▶ **REQUIRED WORK**
• A. In the climate comment thread, list by name the notable skeptics that one comment says fully accept the natural greenhouse effect.
• B. Translate this sentence from the climate comment thread into Spanish: "The Ideal Gas Law is a model that imperfectly describes real gas behavior."
• C. Extend the climate comment thread, picking up after its final quoted line.

▶ **PROVIDED TEXT**
-----
The Ideal Gas Law is a model that imperfectly describes real gas behavior. It is a simplification. The ability of certain gases to absorb infrared photons is but one example of how real gases deviate from the ideal.

The natural greenhouse effect is observable and it is more than a hypothesis, it is an accepted theory, mostly describing the behavior of water vapor in the atmosphere. It’s fully accepted theory to the likes of Anthony Watts, Richard Lindzen, William Happer, Roy Spencer, and many other notable skeptics.

The idea that adding a marginal amount of CO2 will induce a substantial amount of additional water vapor to enter the atmosphere and thereby potentially cause dangerous warming is a hypothesis and one that ignores emergent phenomena that maintain homeostasis.

Making blanket claims that the greenhouse effect violates laws of physics is a self-discrediting act. It undermines the critical message that there is NO CLIMATE EMERGENCY!

People who understand that the natural greenhouse effect certainly exists and therefore cannot violate any laws of physics, are possibly going to point to your comments as evidence that skeptics are wrong on the critical point that there is NO CLIMATE EMERGENCY!

Reply to  Rich Davis
February 5, 2024 4:17 pm

“The natural greenhouse effect is observable”

It is actually an atmospheric mass/energy effect. H2O makes a big difference and does actually carry a lot of energy, which it can radiate.

The GHE from CO2 has never been observed or measured anywhere on the planet.

Reply to  Rich Davis
February 7, 2024 4:08 am

The alleged CLIMATE EMERGENCY is not based on ideal gas laws, demonstrable risks of atmospheric carbon dioxide, water vapor, or on the notion that rising temperatures are death threats.

The climatistas base their doomsday scenarios not on “science” like physics, chemistry, or meteorology, Climatistas base their scary stories on political science as observed by H.L. Mencken a century ago. To wit:

image_from_ios-9
Reply to  jshotsky
February 7, 2024 3:57 am

Ah yes, but as the bumper sticker says:

“I believe in humbug, and I VOTE!”

Reply to  Nick Stokes
February 4, 2024 8:09 pm

Nope. Far from it.
The whole growing on tree.
Wood does grow on trees.
The machines to cut it?
The transport it?
To “refine” it?
No!

Reply to  Nick Stokes
February 4, 2024 10:23 pm

That’s great news Nick, CO2 levels are dangerously low anyway – plants prefer more than 1000ppm, and the current ~424ppm is way too close to the death level of 200-180ppm.

Go green, burn coal, the plants and plankton will love you!

Reply to  Nick Stokes
February 5, 2024 4:30 am

“Yes. But still, all that C was recently taken from the air. It is a steady business, extracting from the air as fast as it emits.”
-----
▶ **GIVEN INFORMATION**
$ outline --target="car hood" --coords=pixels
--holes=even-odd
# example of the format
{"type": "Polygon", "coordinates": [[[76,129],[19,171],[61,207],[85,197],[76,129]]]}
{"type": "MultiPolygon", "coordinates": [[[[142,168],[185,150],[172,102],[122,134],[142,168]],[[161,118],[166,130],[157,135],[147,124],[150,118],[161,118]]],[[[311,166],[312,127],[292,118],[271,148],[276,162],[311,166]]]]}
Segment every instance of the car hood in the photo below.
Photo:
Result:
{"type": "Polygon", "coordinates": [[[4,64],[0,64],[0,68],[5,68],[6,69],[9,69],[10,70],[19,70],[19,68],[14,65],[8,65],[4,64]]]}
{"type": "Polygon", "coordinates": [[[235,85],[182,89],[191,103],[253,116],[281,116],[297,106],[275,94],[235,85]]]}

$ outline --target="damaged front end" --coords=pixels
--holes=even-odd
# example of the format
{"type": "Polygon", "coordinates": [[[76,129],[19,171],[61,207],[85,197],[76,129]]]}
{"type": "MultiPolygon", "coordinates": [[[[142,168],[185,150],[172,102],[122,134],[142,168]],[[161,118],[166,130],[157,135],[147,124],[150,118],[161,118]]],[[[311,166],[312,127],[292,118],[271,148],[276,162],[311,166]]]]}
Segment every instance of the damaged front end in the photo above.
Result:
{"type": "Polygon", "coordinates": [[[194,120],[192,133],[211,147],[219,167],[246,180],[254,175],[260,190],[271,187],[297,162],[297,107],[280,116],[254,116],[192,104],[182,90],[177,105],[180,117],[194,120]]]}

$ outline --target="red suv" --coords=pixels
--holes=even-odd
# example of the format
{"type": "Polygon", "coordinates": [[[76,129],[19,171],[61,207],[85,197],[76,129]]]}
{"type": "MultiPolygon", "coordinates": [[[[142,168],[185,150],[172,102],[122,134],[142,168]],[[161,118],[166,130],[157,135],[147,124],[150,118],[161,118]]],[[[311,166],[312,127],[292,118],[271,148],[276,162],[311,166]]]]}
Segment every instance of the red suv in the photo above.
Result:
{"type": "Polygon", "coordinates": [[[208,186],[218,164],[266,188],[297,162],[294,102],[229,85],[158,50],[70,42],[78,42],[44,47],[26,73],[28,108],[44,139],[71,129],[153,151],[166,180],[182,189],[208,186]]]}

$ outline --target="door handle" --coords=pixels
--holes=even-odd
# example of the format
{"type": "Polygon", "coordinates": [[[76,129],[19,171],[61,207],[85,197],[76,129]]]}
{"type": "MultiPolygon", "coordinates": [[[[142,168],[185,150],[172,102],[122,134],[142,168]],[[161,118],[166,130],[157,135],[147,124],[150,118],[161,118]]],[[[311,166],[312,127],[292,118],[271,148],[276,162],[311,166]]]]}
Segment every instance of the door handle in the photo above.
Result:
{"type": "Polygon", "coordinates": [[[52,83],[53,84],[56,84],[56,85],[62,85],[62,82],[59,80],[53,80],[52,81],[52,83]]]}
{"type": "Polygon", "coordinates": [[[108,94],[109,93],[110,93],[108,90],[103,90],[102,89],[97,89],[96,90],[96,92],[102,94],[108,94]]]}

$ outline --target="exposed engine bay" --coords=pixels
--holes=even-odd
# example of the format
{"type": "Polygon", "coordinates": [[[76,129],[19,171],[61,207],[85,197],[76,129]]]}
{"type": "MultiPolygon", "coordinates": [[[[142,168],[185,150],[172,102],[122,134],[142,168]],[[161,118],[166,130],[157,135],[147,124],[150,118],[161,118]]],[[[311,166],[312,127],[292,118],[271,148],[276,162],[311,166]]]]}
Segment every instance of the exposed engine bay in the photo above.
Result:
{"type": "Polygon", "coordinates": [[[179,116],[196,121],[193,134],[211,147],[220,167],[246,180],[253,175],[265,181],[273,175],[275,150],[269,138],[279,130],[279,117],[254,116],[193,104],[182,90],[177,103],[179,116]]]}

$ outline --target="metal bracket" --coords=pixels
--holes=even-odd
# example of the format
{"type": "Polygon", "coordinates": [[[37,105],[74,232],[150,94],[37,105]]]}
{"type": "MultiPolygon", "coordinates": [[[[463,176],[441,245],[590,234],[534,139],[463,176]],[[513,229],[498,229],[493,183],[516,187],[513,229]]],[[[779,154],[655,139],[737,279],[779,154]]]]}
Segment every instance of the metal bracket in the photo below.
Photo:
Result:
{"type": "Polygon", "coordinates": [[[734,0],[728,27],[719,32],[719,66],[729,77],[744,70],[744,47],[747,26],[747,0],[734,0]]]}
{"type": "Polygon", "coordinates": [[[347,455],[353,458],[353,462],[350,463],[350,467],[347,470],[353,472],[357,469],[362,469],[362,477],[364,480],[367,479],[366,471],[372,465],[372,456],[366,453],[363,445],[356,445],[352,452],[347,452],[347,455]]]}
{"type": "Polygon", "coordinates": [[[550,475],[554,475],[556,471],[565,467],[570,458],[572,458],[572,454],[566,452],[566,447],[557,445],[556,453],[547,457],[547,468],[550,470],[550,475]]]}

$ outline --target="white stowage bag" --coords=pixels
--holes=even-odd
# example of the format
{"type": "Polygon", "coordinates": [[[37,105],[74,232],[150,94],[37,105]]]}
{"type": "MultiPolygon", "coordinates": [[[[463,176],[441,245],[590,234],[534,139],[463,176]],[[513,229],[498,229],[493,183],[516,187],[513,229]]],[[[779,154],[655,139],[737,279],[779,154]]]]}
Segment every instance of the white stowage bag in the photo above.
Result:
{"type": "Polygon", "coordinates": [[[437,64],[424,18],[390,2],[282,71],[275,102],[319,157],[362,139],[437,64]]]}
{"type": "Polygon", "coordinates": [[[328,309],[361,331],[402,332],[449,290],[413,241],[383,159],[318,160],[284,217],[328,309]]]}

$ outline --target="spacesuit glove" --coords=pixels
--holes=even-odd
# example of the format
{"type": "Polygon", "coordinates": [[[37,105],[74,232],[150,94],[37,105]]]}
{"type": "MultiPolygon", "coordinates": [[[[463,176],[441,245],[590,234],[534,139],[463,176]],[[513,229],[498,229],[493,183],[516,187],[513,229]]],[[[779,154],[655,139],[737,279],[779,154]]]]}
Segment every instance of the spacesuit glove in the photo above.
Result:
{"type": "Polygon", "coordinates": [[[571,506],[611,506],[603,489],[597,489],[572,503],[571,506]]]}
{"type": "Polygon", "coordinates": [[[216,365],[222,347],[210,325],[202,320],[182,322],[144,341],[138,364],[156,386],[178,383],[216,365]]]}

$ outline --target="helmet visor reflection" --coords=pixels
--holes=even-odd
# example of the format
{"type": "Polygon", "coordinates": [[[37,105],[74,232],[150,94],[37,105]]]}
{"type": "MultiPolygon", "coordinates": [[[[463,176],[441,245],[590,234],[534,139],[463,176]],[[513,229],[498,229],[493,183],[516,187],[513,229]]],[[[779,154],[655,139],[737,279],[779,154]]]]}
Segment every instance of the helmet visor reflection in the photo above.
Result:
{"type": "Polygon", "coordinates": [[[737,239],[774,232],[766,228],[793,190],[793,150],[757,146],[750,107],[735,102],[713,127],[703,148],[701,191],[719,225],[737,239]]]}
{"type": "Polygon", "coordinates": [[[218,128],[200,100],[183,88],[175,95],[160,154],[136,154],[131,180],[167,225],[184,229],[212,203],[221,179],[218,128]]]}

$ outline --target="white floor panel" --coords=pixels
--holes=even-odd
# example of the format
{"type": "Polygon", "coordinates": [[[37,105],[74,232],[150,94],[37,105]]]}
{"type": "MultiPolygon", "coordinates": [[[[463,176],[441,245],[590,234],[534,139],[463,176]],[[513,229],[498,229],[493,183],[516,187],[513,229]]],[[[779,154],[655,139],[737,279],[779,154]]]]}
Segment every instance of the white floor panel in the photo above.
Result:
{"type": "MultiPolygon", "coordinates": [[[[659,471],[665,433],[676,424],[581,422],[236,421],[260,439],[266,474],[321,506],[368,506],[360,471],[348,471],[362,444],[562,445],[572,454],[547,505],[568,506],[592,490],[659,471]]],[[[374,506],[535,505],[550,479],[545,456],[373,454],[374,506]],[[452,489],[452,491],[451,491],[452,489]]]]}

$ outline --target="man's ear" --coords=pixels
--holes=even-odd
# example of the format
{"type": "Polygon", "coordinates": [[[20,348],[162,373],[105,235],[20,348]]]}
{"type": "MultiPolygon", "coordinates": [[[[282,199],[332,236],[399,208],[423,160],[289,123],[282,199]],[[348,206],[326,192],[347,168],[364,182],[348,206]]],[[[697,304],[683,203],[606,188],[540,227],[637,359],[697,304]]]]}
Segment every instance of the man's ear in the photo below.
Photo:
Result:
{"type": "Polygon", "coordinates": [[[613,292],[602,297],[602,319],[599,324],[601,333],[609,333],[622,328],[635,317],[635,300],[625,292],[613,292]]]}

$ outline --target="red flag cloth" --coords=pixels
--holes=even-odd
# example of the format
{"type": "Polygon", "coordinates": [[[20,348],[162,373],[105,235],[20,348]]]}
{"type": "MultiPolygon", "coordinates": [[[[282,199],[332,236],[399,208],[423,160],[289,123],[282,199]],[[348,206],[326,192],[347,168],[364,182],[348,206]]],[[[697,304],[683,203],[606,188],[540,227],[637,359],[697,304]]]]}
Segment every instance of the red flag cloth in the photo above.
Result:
-----
▶ **RESPONSES BY TASK**
• A. Anthony Watts, Richard Lindzen, William Happer, Roy Spencer

• B. La ley de los gases ideales es un modelo que describe de manera imperfecta el comportamiento de los gases reales.

• C.
Hey Nick, you got that one right! All of these woody biomass haters fail to discuss the topic with foresters. I’ve tried on WUWT to explain the truth on the topic, but all I get is thumbs down. By the way, we’re not trying to save the planet with chips- we’re trying to get trees out of the forest we don’t like, to grow SUPERIOR trees so people can have fine wood to build homes, make nice furniture and produce vast amounts of paper.

rah
Reply to  Joseph Zorzin
February 5, 2024 10:03 am

I just spent almost $1,900 on the green oak prefinished with golden oak stain and satin finish at Menards. Enough to trim out five 52” x 48” slider windows, a 7’ sliding glass door, and crown molding for the 12’ x 19’ sunroom.

To console myself while paying the bill I thought of an Abraham Lincoln quote: “Quality is remembered long after price is forgotten.”

Still have to buy the baseboard which will be the same.

Reply to  rah
February 5, 2024 10:47 am

I googled that phrase and got back Aldo Gucci. No relation to Lincoln. 🙂

Rich Davis
Reply to  Joseph Zorzin
February 5, 2024 4:03 pm

Exactly Joseph. And you have made progress on that! As I write this you have four thumbs up

Reply to  Joseph Zorzin
February 6, 2024 12:56 pm

No, he doesn’t have it right.

Last time I looked, trees burn a hell of a lot faster than they grow. So they certainly can’t “sequester” CO2 as fast as it is put in the air by burning the wood.

And it is hardly “sustainable” on an industrial scale, given that same reality.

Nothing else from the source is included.